What the exercise asks: Copying exactly, give the lines in the material below from the one with "positive clicks: (1180, 1580)" to the one with "negative clicks: (1123, 1526) (1181, 1407)", ends included, and nothing besides.

Given records:
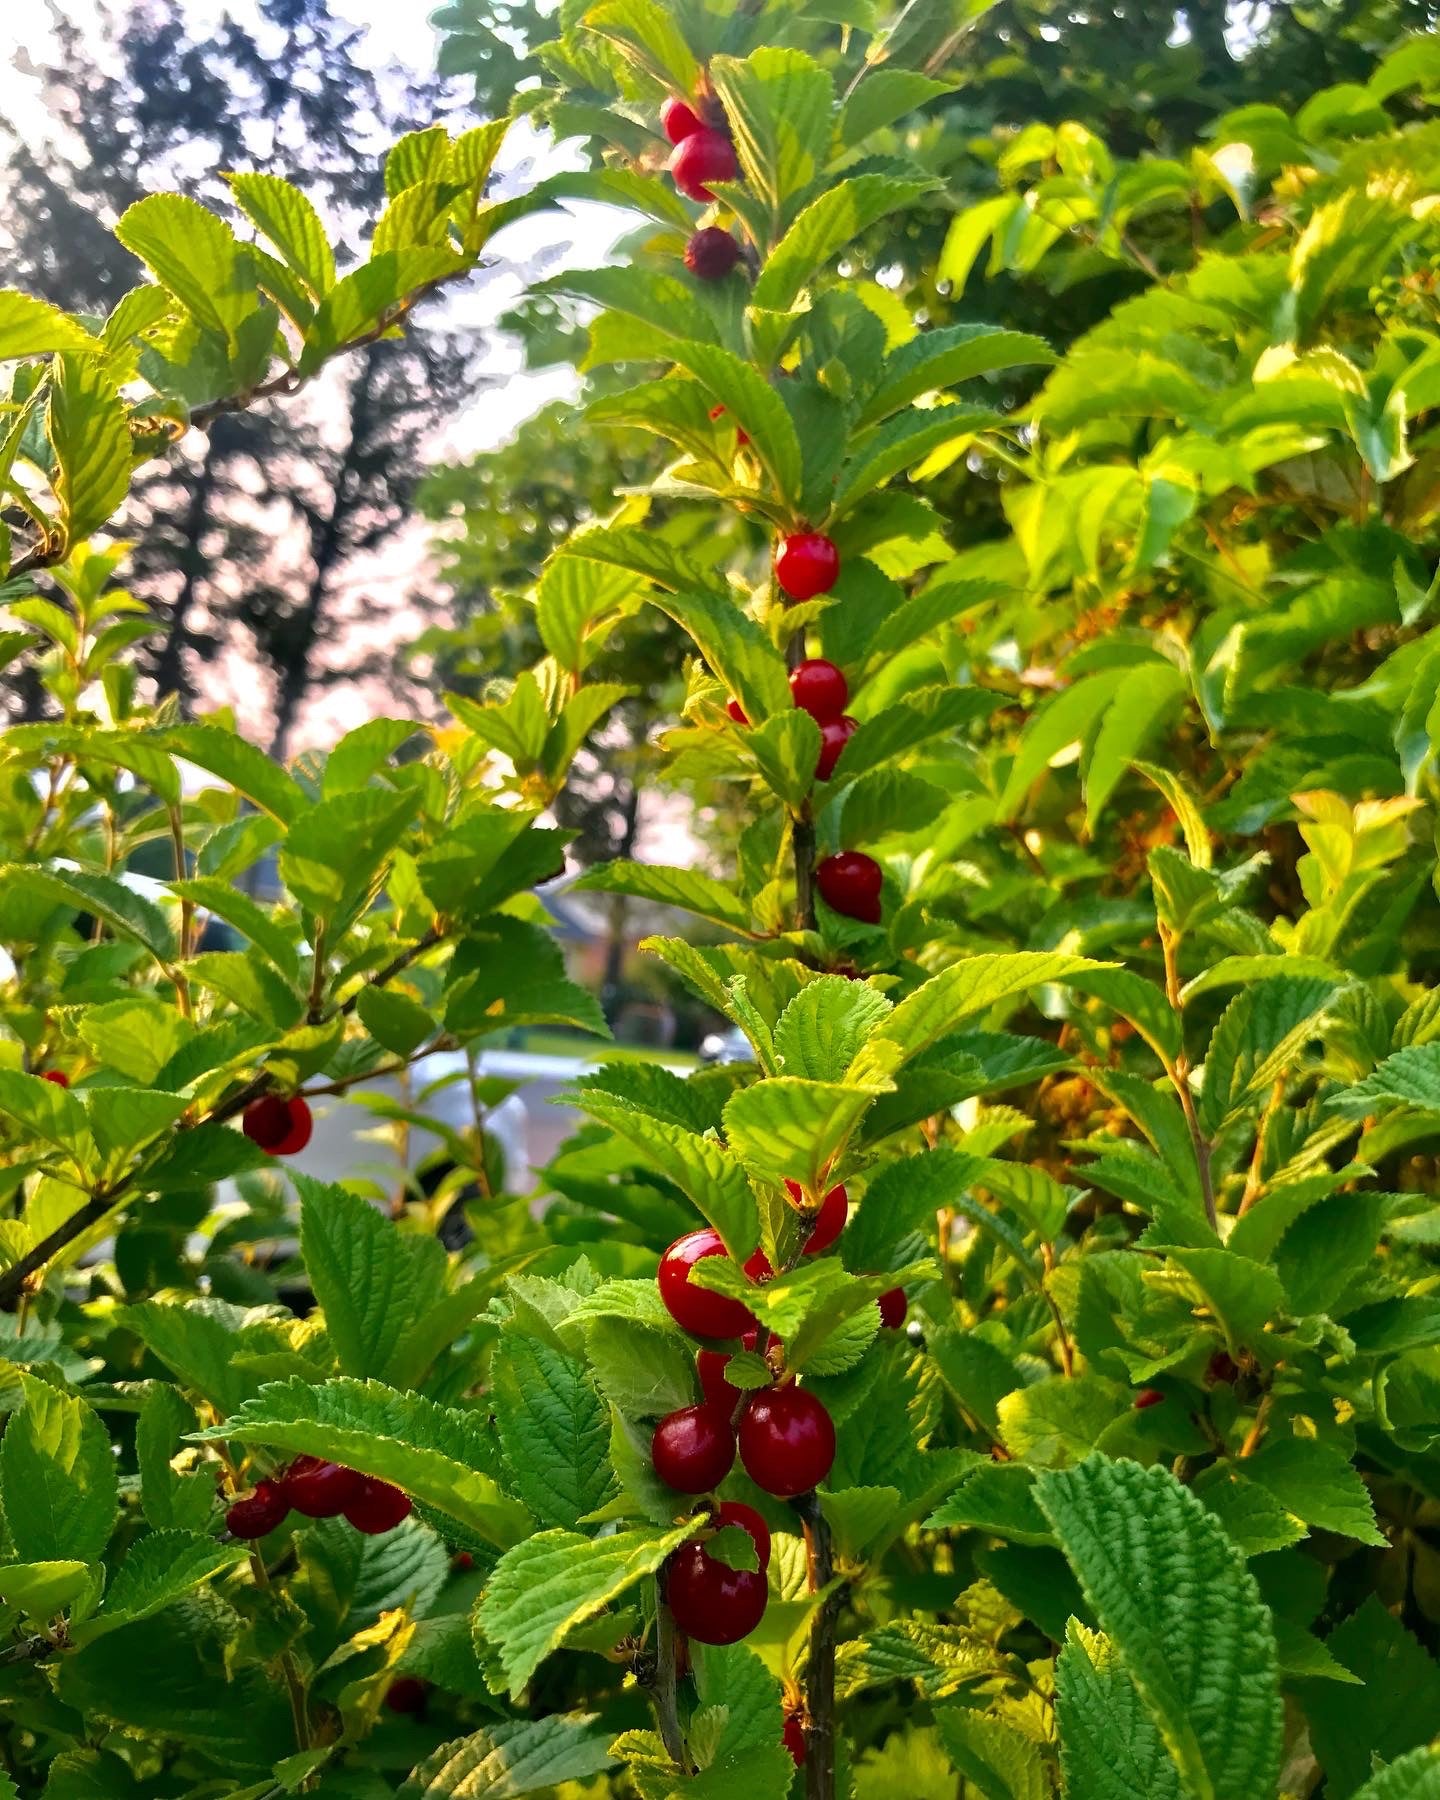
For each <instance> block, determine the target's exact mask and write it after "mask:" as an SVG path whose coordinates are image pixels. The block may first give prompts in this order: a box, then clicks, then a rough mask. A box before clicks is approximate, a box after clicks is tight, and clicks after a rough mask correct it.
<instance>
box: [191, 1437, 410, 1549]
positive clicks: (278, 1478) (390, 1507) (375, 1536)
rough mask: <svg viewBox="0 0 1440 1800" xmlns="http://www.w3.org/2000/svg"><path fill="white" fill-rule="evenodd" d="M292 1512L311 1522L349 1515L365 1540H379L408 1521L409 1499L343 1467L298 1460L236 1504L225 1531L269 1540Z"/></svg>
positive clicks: (366, 1475)
mask: <svg viewBox="0 0 1440 1800" xmlns="http://www.w3.org/2000/svg"><path fill="white" fill-rule="evenodd" d="M292 1512H299V1514H302V1516H304V1517H306V1519H338V1517H344V1519H346V1521H347V1523H349V1525H353V1526H355V1530H356V1532H364V1534H365V1537H380V1535H382V1534H383V1532H392V1530H394V1528H396V1525H400V1523H401V1519H409V1516H410V1496H409V1494H401V1490H400V1489H398V1487H392V1485H391V1483H389V1481H378V1480H376V1478H374V1476H369V1474H358V1472H356V1471H355V1469H346V1465H344V1463H333V1462H324V1460H322V1458H320V1456H297V1458H295V1462H293V1463H290V1467H288V1469H286V1471H284V1472H283V1474H277V1476H266V1478H265V1480H263V1481H257V1483H256V1490H254V1494H247V1496H245V1498H243V1499H238V1501H234V1505H232V1507H230V1508H229V1512H227V1514H225V1528H227V1530H229V1534H230V1535H232V1537H245V1539H256V1537H268V1535H270V1532H274V1530H279V1526H281V1525H284V1521H286V1519H288V1517H290V1514H292Z"/></svg>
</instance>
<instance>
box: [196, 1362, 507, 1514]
mask: <svg viewBox="0 0 1440 1800" xmlns="http://www.w3.org/2000/svg"><path fill="white" fill-rule="evenodd" d="M198 1438H200V1440H202V1442H211V1440H229V1442H232V1444H265V1445H266V1447H270V1449H277V1451H292V1453H293V1454H301V1453H306V1454H311V1456H328V1458H331V1460H333V1462H342V1463H346V1465H347V1467H349V1469H358V1471H360V1474H371V1476H376V1478H378V1480H380V1481H391V1483H392V1485H394V1487H400V1489H403V1490H405V1492H407V1494H409V1496H410V1498H412V1499H416V1501H419V1503H421V1505H425V1507H430V1508H434V1510H436V1512H443V1514H445V1516H446V1517H450V1519H457V1521H459V1523H461V1525H464V1526H468V1528H470V1530H473V1532H479V1535H481V1537H484V1539H486V1543H499V1544H504V1543H511V1541H513V1537H517V1535H518V1534H520V1532H522V1530H524V1528H526V1526H524V1516H522V1514H520V1512H518V1508H517V1507H515V1505H513V1503H511V1501H508V1499H506V1498H504V1496H502V1492H500V1489H499V1485H497V1481H495V1480H493V1476H490V1474H488V1472H486V1471H488V1469H491V1467H493V1465H495V1453H493V1449H491V1444H490V1438H488V1435H486V1424H484V1413H466V1411H459V1409H457V1408H452V1406H437V1404H436V1402H434V1400H427V1399H425V1397H423V1395H419V1393H398V1391H396V1390H394V1388H385V1386H382V1384H380V1382H378V1381H349V1379H340V1381H328V1382H322V1384H320V1386H313V1384H311V1382H308V1381H302V1379H299V1377H295V1379H292V1381H272V1382H266V1384H265V1386H263V1388H261V1390H259V1393H257V1395H256V1397H254V1399H252V1400H247V1402H245V1404H243V1406H241V1408H238V1409H236V1411H234V1413H232V1415H230V1417H229V1418H227V1420H225V1422H223V1424H218V1426H211V1427H209V1429H207V1431H202V1433H198Z"/></svg>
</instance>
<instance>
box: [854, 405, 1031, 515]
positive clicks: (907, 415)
mask: <svg viewBox="0 0 1440 1800" xmlns="http://www.w3.org/2000/svg"><path fill="white" fill-rule="evenodd" d="M1003 423H1004V416H1003V414H999V412H994V410H992V409H990V407H961V405H941V407H931V409H916V410H911V412H904V414H900V418H896V419H887V421H886V423H884V425H877V427H873V428H871V430H869V432H866V434H862V436H860V437H859V439H857V441H855V445H853V448H851V454H850V459H848V461H846V470H844V475H842V477H841V484H839V488H837V491H835V500H833V513H835V517H841V515H844V513H848V511H850V509H851V508H853V506H855V502H857V500H860V499H864V495H868V493H869V491H871V490H875V488H878V486H880V482H884V481H889V479H891V477H893V475H898V473H900V472H902V470H907V468H911V466H913V464H916V463H920V461H922V459H923V457H927V455H929V454H931V452H932V450H940V448H941V446H943V445H952V443H954V441H956V439H958V437H974V436H976V434H977V432H983V430H994V428H995V427H999V425H1003Z"/></svg>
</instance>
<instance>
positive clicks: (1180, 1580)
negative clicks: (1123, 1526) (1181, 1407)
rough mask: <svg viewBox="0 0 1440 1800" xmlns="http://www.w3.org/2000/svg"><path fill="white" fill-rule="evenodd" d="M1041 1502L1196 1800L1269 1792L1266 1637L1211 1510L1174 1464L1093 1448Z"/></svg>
mask: <svg viewBox="0 0 1440 1800" xmlns="http://www.w3.org/2000/svg"><path fill="white" fill-rule="evenodd" d="M1035 1498H1037V1499H1039V1503H1040V1510H1042V1512H1044V1514H1046V1517H1048V1519H1049V1523H1051V1528H1053V1532H1055V1535H1057V1541H1058V1543H1060V1548H1062V1550H1064V1552H1066V1557H1067V1559H1069V1564H1071V1568H1073V1570H1075V1573H1076V1577H1078V1580H1080V1586H1082V1589H1084V1593H1085V1600H1087V1602H1089V1606H1091V1607H1093V1611H1094V1615H1096V1618H1098V1620H1100V1629H1102V1631H1103V1633H1105V1634H1107V1636H1109V1638H1111V1642H1112V1643H1114V1649H1116V1652H1118V1654H1120V1658H1121V1660H1123V1665H1125V1670H1127V1674H1129V1676H1130V1679H1132V1681H1134V1685H1136V1690H1138V1692H1139V1697H1141V1701H1143V1703H1145V1708H1147V1712H1148V1714H1150V1719H1152V1721H1154V1724H1156V1730H1157V1732H1159V1735H1161V1739H1163V1742H1165V1748H1166V1750H1168V1751H1170V1755H1172V1757H1174V1760H1175V1766H1177V1768H1179V1771H1181V1777H1183V1782H1184V1786H1186V1787H1188V1789H1190V1791H1192V1795H1193V1796H1195V1800H1228V1796H1231V1795H1264V1793H1273V1791H1274V1787H1276V1782H1278V1777H1280V1751H1282V1710H1280V1685H1278V1669H1276V1651H1274V1634H1273V1631H1271V1624H1269V1615H1267V1611H1265V1607H1264V1606H1262V1602H1260V1593H1258V1589H1256V1586H1255V1579H1253V1575H1251V1573H1249V1570H1247V1568H1246V1562H1244V1557H1242V1555H1240V1552H1238V1550H1237V1548H1235V1544H1231V1543H1229V1539H1228V1537H1226V1534H1224V1530H1222V1528H1220V1523H1219V1519H1215V1517H1213V1516H1211V1514H1210V1512H1206V1510H1204V1507H1202V1505H1201V1501H1199V1499H1195V1496H1193V1494H1190V1492H1188V1490H1186V1489H1184V1487H1181V1483H1179V1481H1177V1480H1175V1478H1174V1476H1172V1474H1170V1472H1168V1471H1165V1469H1159V1467H1154V1469H1141V1467H1139V1463H1129V1462H1109V1460H1105V1458H1100V1456H1093V1458H1089V1460H1087V1462H1084V1463H1082V1465H1080V1467H1078V1469H1067V1471H1051V1472H1046V1474H1042V1476H1040V1478H1039V1481H1037V1483H1035ZM1116 1519H1125V1530H1123V1532H1116V1528H1114V1521H1116Z"/></svg>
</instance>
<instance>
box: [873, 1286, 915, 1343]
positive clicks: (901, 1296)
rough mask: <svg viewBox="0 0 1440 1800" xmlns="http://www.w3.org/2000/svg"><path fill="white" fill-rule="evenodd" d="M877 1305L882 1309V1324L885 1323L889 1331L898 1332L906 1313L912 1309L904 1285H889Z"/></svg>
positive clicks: (877, 1300) (881, 1319)
mask: <svg viewBox="0 0 1440 1800" xmlns="http://www.w3.org/2000/svg"><path fill="white" fill-rule="evenodd" d="M875 1305H877V1307H878V1309H880V1325H884V1328H886V1330H887V1332H898V1330H900V1327H902V1325H904V1323H905V1314H907V1312H909V1310H911V1303H909V1300H905V1289H904V1287H887V1289H886V1292H884V1294H880V1298H878V1300H877V1301H875Z"/></svg>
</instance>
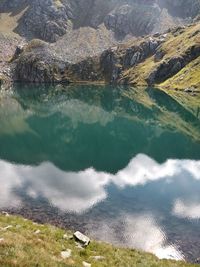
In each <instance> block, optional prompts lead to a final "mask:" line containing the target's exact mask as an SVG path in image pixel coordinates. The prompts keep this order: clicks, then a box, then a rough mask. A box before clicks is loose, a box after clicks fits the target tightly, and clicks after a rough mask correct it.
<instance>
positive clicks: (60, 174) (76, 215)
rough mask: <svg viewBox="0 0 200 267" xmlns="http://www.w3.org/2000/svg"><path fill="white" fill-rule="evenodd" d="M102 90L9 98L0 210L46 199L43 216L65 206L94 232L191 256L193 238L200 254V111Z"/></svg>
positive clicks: (3, 119) (20, 206)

Response box:
positive clicks: (1180, 1580)
negative clicks: (1123, 1526) (1181, 1407)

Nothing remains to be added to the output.